» **ACTIVITY**
Render the lines of the data, from its first line through the line containing "positive clicks: (267, 56)", as a JSON list of strings with one string per line, omitting blank lines and leaving out the pictures.

-- SOURCE DATA follows --

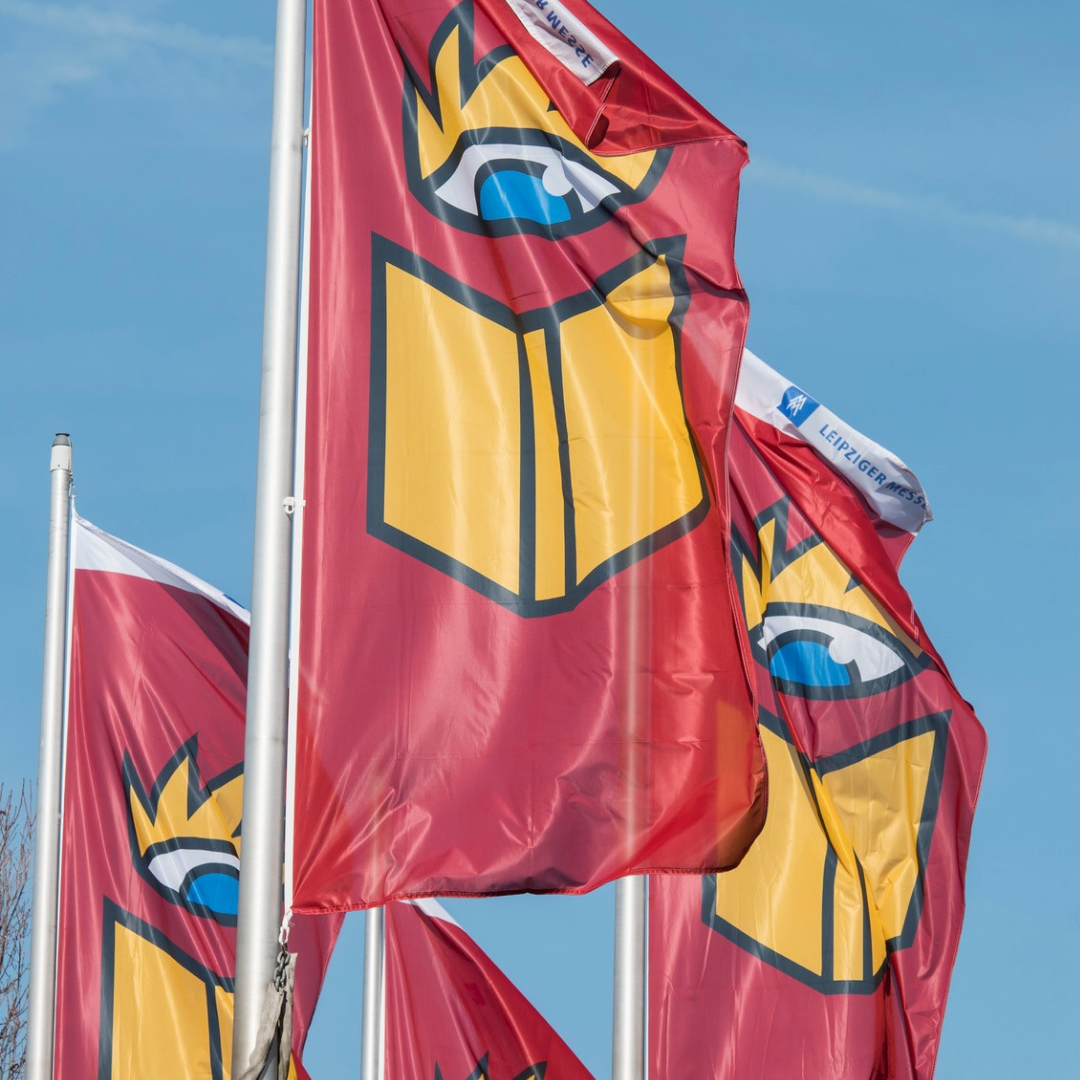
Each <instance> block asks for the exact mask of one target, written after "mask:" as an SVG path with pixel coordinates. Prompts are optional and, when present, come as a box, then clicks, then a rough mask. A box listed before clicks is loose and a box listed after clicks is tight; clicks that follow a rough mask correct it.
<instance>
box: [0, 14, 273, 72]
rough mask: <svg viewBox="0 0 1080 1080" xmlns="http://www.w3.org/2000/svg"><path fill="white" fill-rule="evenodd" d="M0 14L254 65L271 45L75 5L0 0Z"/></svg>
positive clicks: (267, 56)
mask: <svg viewBox="0 0 1080 1080" xmlns="http://www.w3.org/2000/svg"><path fill="white" fill-rule="evenodd" d="M0 14H4V15H6V16H8V17H9V18H13V19H16V21H17V22H19V23H23V24H24V25H27V26H33V27H38V28H41V29H46V30H50V31H54V32H62V33H67V35H72V36H76V37H80V38H98V39H103V40H107V41H110V42H112V43H113V44H114V43H117V42H130V43H132V44H147V45H153V46H154V48H157V49H164V50H168V51H171V52H178V53H185V54H187V55H190V56H204V57H219V58H221V59H229V60H239V62H242V63H245V64H253V65H256V66H258V67H269V66H270V65H271V64H272V62H273V50H272V48H271V46H270V45H269V44H268V43H267V42H265V41H260V40H259V39H258V38H244V37H229V36H225V35H214V33H204V32H203V31H201V30H193V29H191V28H190V27H187V26H181V25H179V24H176V23H156V22H151V21H146V19H136V18H132V17H131V16H129V15H124V14H123V13H121V12H116V11H103V10H100V9H95V8H89V6H86V5H84V4H80V5H77V6H73V8H66V6H62V5H60V4H48V3H45V4H42V3H33V2H29V0H0Z"/></svg>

-- SOURCE DATA concluded --

» **ANSWER**
[
  "Each <instance> block asks for the exact mask of one target, written after \"mask:\" as an SVG path with pixel coordinates. Prompts are optional and, when present, come as a box, then clicks, then a rough mask. A box listed before clicks is loose and a box listed after clicks is tight; clicks that follow a rough mask correct it.",
  "<instance>",
  "box: [0, 14, 273, 72]",
  "rough mask: <svg viewBox=\"0 0 1080 1080\" xmlns=\"http://www.w3.org/2000/svg\"><path fill=\"white\" fill-rule=\"evenodd\" d=\"M0 14L254 65L271 45L75 5L0 0Z\"/></svg>",
  "positive clicks: (267, 56)"
]